→ **Task statement**: Render the stored records below as a numbered list, leaving out blank lines and all pictures.

Stored records
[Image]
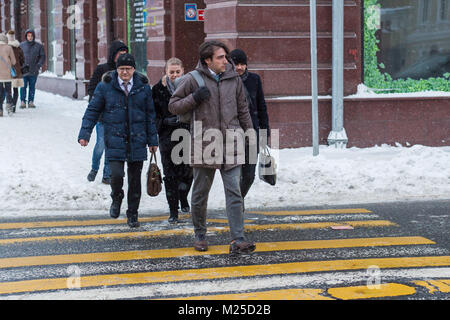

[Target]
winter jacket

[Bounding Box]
[20,29,45,76]
[8,40,25,88]
[0,41,16,82]
[241,70,270,136]
[78,71,158,162]
[152,76,189,152]
[88,40,128,101]
[169,62,253,170]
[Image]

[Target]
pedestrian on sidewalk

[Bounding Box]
[6,30,25,112]
[152,58,193,223]
[0,33,16,117]
[20,29,45,109]
[169,41,255,254]
[230,49,270,198]
[78,53,158,228]
[87,40,128,184]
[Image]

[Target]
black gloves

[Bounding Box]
[192,86,211,104]
[163,116,180,127]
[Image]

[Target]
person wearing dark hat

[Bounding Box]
[20,29,46,109]
[87,40,128,184]
[230,49,270,198]
[78,53,158,228]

→ **Correct response**:
1. [Image]
2. [Target]
3. winter jacket
4. [Bounding Box]
5. [20,29,45,76]
6. [8,40,25,88]
7. [0,41,16,82]
8. [241,70,270,136]
9. [78,71,158,162]
10. [152,76,189,152]
11. [88,40,128,101]
12. [169,62,253,170]
13. [Image]
14. [Target]
15. pedestrian on sidewalk
16. [Bounding Box]
17. [6,30,25,112]
18. [152,58,193,223]
19. [0,33,16,117]
20. [20,29,45,109]
21. [169,41,255,254]
22. [230,49,270,198]
23. [78,53,158,228]
24. [87,40,128,184]
25. [Image]
26. [Target]
27. black gloves
28. [Bounding Box]
29. [192,86,211,104]
30. [163,116,180,127]
31. [Image]
32. [Target]
33. person wearing dark hat
34. [Bounding Box]
35. [20,29,46,109]
36. [87,40,128,184]
37. [230,49,270,198]
38. [78,53,158,228]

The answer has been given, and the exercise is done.